Consigne 1: Relevez chaque ligne des enregistrements qui contient le mot « plant ».

──────── Texte fourni

Un samedi soir normal sur la planète. Un petit bar dans le
quartier de la Haute-Roquette (à côté de
la coloc des princesses), où ma bande a ses habitudes. Quelques verres, des
copains de copains qui arrivent et qui s’agrègent à notre petit groupe. Je pétassais babillais
avec mes ex-coloc et leur racontais la dernière de l’un de mes clients (mes copines raffolent de mes anecdotes
d’agent de voyages).
Une sombre histoire de géographie : un type m’avait
demandé un billet « pour
Montréal » (je le lui avais vendu) et il était revenu le lendemain
parce que je ne lui avais pas posé la question « vous êtes sûr que vous voulez aller à Montréal ? Parce que
vous savez, il y a d’autres aéroports au Canada »
Effectivement, le connard type voulait aller à Vancouver mais il
pensait que c’était à une heure de route de Montréal (parfois, je me demande ce
que les gens faisaient à l’école au lieu d’écouter la maîtresse…)
Et là, une fille que je ne connaissais pas sort sa langue de
la bouche de mon pote Vincent et me demande « qu’est-ce
que tu fais dans la vie ?
- je suis agent de voyages
- c’est quoi, ce job ?
- ben… je vends des voyages
- dans une agence de voyages ?
- ben oui
- ça existe encore, ça ? »

────────────────
──────── Liste des enregistrements

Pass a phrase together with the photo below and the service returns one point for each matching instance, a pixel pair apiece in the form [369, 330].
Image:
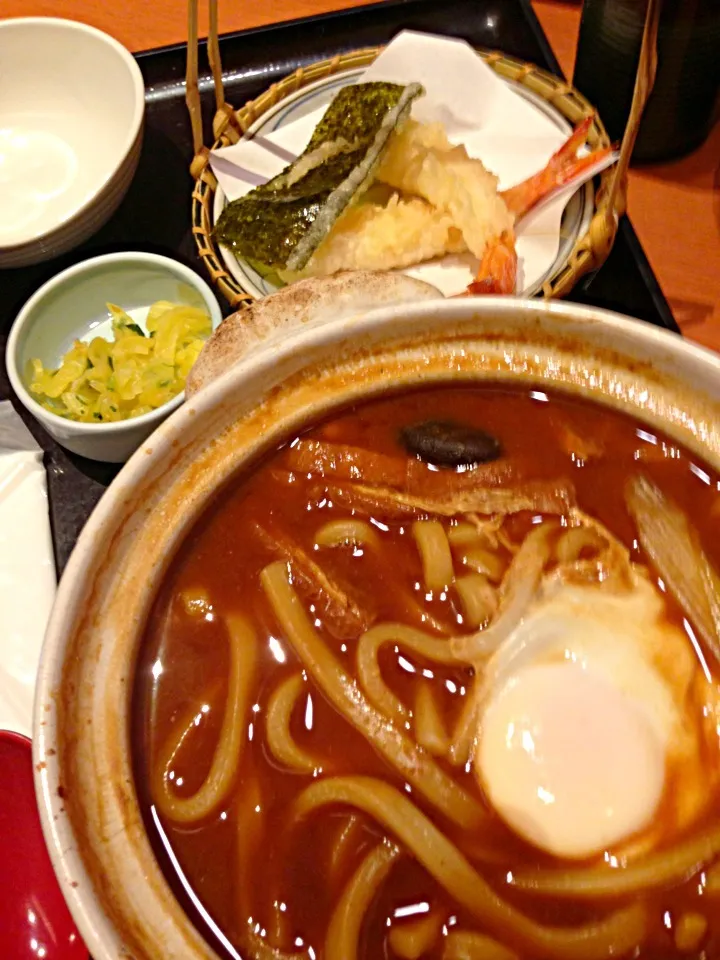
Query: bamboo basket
[590, 250]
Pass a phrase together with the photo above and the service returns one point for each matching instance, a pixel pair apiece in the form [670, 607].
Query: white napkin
[512, 137]
[27, 569]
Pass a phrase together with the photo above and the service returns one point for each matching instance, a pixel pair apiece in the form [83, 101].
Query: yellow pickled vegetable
[104, 381]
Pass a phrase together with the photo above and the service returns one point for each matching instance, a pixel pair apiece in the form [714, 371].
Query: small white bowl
[72, 101]
[71, 306]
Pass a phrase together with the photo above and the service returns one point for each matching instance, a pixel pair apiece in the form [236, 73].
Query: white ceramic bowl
[92, 820]
[72, 101]
[72, 306]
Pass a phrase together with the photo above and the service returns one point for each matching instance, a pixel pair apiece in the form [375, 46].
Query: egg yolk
[572, 764]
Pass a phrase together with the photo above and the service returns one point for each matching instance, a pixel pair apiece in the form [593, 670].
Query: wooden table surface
[675, 207]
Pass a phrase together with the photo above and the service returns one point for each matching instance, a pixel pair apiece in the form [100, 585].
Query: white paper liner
[27, 569]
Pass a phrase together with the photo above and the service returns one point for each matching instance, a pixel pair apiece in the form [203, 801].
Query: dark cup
[684, 102]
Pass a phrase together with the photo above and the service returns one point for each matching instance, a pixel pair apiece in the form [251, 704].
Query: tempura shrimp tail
[563, 167]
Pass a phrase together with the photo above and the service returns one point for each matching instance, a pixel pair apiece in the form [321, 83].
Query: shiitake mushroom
[448, 443]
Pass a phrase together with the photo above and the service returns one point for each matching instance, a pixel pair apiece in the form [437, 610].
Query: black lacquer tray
[155, 215]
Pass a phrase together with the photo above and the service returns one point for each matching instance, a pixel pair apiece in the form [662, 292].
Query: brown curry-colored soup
[258, 883]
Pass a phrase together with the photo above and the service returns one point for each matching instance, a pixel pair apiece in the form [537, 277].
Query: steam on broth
[390, 708]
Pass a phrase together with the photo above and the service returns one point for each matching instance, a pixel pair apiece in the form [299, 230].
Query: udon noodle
[351, 655]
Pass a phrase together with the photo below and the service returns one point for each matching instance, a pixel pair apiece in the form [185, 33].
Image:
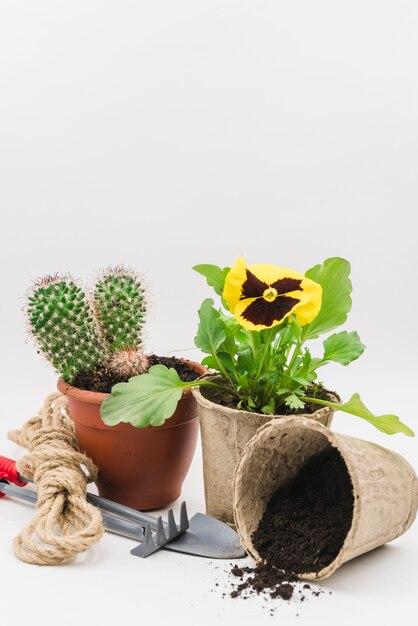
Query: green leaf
[215, 276]
[211, 332]
[270, 408]
[210, 362]
[294, 402]
[343, 348]
[389, 424]
[147, 399]
[333, 276]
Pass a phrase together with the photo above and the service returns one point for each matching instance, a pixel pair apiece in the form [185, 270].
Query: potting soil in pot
[302, 530]
[306, 521]
[102, 380]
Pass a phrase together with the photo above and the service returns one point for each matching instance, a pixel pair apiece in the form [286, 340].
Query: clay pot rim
[97, 397]
[334, 397]
[332, 439]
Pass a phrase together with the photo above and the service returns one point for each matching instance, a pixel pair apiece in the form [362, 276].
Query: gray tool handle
[125, 511]
[113, 524]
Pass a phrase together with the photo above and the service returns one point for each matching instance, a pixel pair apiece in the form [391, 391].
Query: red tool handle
[8, 471]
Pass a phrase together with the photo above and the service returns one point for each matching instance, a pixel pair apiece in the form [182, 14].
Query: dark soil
[262, 577]
[102, 381]
[306, 522]
[220, 397]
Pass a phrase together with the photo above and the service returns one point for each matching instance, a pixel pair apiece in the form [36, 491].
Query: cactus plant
[119, 304]
[61, 320]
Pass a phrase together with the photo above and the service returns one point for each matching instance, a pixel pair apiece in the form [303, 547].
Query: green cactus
[62, 323]
[119, 304]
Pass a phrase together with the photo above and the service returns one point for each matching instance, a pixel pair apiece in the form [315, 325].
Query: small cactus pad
[62, 322]
[120, 308]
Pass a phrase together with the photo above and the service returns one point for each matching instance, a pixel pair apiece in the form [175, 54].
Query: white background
[163, 134]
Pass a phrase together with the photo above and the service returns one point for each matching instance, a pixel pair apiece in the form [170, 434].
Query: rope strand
[65, 524]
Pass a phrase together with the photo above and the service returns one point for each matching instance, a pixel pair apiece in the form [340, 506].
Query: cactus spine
[119, 304]
[61, 320]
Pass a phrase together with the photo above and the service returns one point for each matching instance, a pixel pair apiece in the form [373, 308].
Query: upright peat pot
[373, 492]
[224, 435]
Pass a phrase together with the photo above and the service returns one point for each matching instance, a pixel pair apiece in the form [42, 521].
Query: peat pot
[385, 487]
[143, 468]
[224, 434]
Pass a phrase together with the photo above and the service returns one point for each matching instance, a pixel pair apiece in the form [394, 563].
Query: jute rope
[65, 524]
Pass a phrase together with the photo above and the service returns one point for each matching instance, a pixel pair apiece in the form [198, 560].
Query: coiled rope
[65, 524]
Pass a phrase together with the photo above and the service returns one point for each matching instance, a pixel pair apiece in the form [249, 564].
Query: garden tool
[202, 535]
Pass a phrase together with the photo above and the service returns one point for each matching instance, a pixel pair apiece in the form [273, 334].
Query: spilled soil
[302, 531]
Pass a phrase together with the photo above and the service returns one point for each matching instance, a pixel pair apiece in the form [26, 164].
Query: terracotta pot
[143, 468]
[385, 487]
[224, 433]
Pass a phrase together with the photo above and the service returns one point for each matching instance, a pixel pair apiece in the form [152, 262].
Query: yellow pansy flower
[262, 296]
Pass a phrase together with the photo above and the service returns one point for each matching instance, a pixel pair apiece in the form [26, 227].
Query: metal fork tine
[148, 543]
[172, 526]
[184, 520]
[161, 538]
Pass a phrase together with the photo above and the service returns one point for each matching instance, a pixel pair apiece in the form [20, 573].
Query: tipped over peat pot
[307, 499]
[143, 468]
[224, 434]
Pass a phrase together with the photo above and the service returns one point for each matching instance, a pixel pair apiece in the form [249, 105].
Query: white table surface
[108, 585]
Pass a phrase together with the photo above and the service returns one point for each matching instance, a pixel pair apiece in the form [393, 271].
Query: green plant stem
[209, 383]
[295, 354]
[333, 405]
[263, 357]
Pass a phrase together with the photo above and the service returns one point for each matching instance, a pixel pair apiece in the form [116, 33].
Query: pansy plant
[257, 345]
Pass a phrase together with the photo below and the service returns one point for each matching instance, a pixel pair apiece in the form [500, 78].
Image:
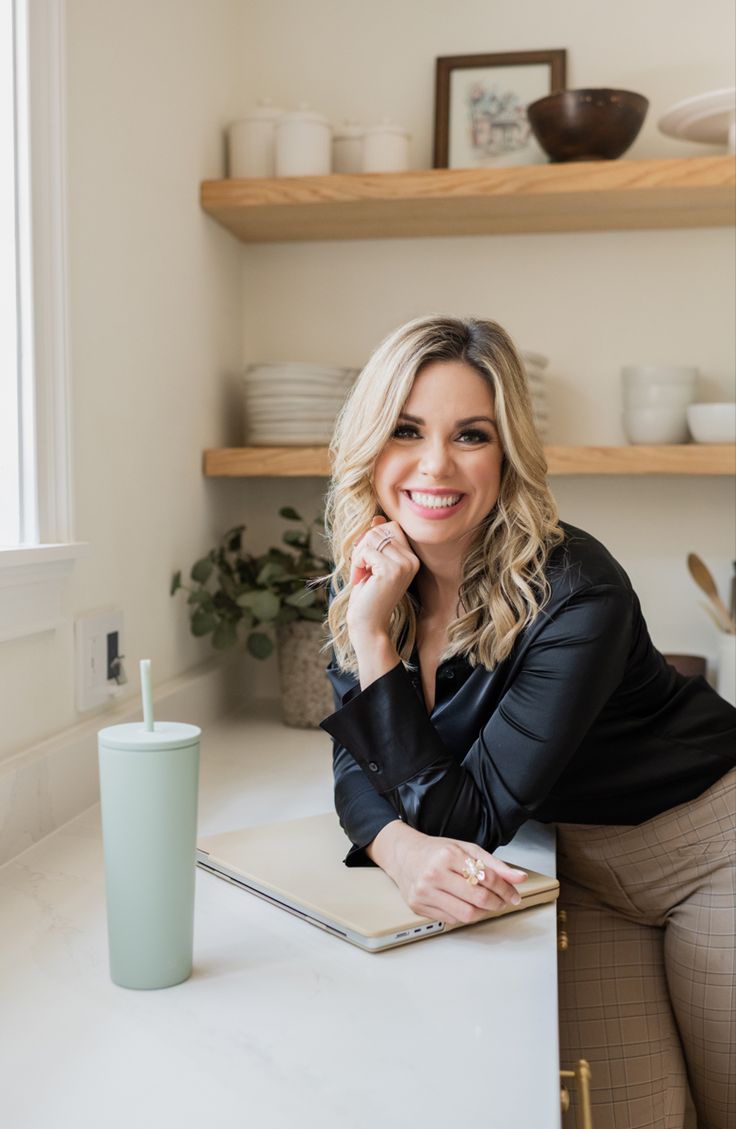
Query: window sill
[32, 580]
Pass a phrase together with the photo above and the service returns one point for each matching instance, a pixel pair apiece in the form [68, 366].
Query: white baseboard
[55, 780]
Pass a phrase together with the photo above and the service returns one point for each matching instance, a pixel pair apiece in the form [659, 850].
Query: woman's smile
[434, 505]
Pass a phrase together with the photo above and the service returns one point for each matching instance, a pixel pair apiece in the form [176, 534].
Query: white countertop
[280, 1025]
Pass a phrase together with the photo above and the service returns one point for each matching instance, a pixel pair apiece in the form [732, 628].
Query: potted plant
[280, 593]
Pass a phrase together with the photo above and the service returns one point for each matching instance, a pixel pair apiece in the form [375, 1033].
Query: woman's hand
[428, 871]
[379, 578]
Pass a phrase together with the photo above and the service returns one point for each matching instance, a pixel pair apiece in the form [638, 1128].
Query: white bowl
[712, 422]
[656, 425]
[658, 374]
[658, 395]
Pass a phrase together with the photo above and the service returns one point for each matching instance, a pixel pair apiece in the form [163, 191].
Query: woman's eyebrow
[471, 419]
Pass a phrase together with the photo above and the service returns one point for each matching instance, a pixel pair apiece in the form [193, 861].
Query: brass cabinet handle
[562, 934]
[581, 1075]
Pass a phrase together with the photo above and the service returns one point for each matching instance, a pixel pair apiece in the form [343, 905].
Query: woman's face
[439, 474]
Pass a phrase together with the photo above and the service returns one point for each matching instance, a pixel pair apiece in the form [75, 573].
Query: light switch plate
[94, 688]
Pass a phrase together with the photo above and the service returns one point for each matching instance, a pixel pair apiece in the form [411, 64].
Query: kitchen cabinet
[578, 197]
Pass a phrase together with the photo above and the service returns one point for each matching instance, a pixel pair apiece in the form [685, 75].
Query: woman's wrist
[386, 848]
[376, 656]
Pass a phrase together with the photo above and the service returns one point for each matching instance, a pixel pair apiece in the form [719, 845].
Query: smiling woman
[491, 665]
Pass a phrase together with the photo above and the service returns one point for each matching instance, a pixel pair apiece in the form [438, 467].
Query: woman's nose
[436, 458]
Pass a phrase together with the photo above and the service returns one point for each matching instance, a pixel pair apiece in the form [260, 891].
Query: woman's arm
[568, 668]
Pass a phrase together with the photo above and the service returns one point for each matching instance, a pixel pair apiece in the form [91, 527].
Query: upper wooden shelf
[579, 197]
[303, 462]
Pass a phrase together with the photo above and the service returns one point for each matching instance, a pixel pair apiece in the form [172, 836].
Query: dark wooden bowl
[592, 124]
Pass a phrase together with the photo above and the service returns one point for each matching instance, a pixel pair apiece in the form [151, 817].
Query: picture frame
[480, 106]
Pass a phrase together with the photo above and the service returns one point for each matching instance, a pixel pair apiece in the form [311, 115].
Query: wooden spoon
[703, 578]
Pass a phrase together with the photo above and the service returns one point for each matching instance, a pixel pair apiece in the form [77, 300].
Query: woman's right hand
[428, 871]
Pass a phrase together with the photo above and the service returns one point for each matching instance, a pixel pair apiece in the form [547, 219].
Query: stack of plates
[534, 365]
[292, 403]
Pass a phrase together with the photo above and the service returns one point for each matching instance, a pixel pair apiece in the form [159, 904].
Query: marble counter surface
[280, 1025]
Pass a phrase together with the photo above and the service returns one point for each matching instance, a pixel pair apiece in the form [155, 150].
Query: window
[9, 417]
[36, 543]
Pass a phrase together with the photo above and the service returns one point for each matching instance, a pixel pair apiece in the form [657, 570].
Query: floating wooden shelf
[578, 197]
[303, 462]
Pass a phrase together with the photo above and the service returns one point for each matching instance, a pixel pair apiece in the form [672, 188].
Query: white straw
[147, 694]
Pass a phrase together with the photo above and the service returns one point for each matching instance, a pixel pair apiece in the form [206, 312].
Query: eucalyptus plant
[230, 586]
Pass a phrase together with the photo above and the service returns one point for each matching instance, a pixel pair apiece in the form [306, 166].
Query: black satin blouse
[583, 723]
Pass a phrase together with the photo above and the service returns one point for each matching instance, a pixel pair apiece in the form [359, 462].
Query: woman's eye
[474, 436]
[470, 437]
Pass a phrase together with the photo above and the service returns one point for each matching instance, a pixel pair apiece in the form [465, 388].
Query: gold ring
[474, 871]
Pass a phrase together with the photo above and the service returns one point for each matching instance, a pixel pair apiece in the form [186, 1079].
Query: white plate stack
[534, 365]
[292, 403]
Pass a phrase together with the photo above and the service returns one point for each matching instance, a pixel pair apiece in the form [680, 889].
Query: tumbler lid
[136, 736]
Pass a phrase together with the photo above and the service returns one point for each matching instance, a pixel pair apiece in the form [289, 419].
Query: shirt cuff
[387, 731]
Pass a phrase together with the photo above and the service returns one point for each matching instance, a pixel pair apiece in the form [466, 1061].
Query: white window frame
[33, 575]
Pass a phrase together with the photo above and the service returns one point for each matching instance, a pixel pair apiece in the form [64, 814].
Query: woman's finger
[446, 907]
[480, 896]
[491, 864]
[498, 878]
[365, 559]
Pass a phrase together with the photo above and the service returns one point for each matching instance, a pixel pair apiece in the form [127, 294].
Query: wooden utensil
[703, 578]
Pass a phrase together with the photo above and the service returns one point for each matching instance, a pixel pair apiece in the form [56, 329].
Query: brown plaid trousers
[648, 983]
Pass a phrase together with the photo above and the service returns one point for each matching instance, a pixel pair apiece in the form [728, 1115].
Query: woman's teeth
[435, 501]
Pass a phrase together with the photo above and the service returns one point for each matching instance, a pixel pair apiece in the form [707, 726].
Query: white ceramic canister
[252, 142]
[347, 148]
[303, 143]
[385, 148]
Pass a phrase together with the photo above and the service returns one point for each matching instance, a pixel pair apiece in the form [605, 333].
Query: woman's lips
[434, 513]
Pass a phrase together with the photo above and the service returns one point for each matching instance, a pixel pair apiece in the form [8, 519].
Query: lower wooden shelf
[313, 462]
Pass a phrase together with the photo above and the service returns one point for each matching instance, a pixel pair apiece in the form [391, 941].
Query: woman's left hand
[379, 578]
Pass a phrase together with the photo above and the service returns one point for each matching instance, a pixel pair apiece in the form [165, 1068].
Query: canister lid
[349, 130]
[136, 736]
[388, 127]
[304, 114]
[263, 112]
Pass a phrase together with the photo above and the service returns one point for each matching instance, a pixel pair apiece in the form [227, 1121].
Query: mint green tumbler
[148, 788]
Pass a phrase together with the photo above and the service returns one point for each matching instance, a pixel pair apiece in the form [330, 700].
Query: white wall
[154, 330]
[592, 303]
[166, 306]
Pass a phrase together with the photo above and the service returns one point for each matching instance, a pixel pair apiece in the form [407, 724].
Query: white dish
[709, 117]
[656, 425]
[658, 395]
[298, 366]
[712, 422]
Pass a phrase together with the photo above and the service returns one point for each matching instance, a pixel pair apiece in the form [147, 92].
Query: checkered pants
[648, 983]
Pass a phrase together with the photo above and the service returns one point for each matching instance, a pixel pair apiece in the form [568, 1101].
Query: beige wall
[166, 306]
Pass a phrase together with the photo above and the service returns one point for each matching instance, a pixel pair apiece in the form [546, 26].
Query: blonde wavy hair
[504, 586]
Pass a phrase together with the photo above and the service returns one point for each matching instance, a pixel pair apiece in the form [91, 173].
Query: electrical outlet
[98, 644]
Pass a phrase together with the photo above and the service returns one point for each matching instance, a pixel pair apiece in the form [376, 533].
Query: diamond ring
[474, 871]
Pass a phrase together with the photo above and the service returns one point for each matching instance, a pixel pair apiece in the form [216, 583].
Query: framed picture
[480, 107]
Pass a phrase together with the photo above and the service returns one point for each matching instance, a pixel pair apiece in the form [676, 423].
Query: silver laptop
[298, 866]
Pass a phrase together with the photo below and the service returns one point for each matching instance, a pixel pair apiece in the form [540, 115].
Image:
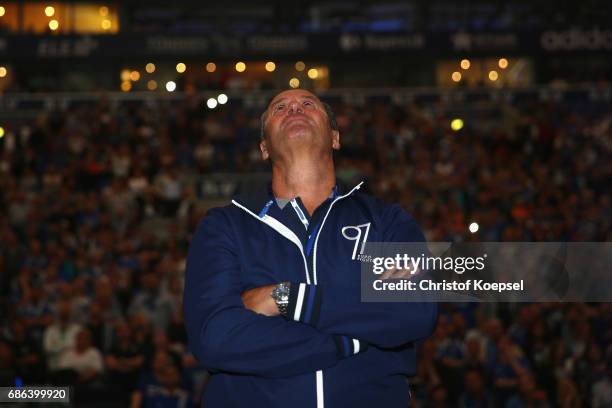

────────────────

Consigne 2: Répétez intégralement le récit de l'agent de voyages, sans y changer quoi que ce soit.

Corrigé 1:
Query: cactus plant
Query: green plant stem
Query: pansy plant
Query: potted plant
Query: eucalyptus plant

Corrigé 2:
Un samedi soir normal sur la planète. Un petit bar dans le
quartier de la Haute-Roquette (à côté de
la coloc des princesses), où ma bande a ses habitudes. Quelques verres, des
copains de copains qui arrivent et qui s’agrègent à notre petit groupe. Je pétassais babillais
avec mes ex-coloc et leur racontais la dernière de l’un de mes clients (mes copines raffolent de mes anecdotes
d’agent de voyages).
Une sombre histoire de géographie : un type m’avait
demandé un billet « pour
Montréal » (je le lui avais vendu) et il était revenu le lendemain
parce que je ne lui avais pas posé la question « vous êtes sûr que vous voulez aller à Montréal ? Parce que
vous savez, il y a d’autres aéroports au Canada »
Effectivement, le connard type voulait aller à Vancouver mais il
pensait que c’était à une heure de route de Montréal (parfois, je me demande ce
que les gens faisaient à l’école au lieu d’écouter la maîtresse…)
Et là, une fille que je ne connaissais pas sort sa langue de
la bouche de mon pote Vincent et me demande « qu’est-ce
que tu fais dans la vie ?
- je suis agent de voyages
- c’est quoi, ce job ?
- ben… je vends des voyages
- dans une agence de voyages ?
- ben oui
- ça existe encore, ça ? »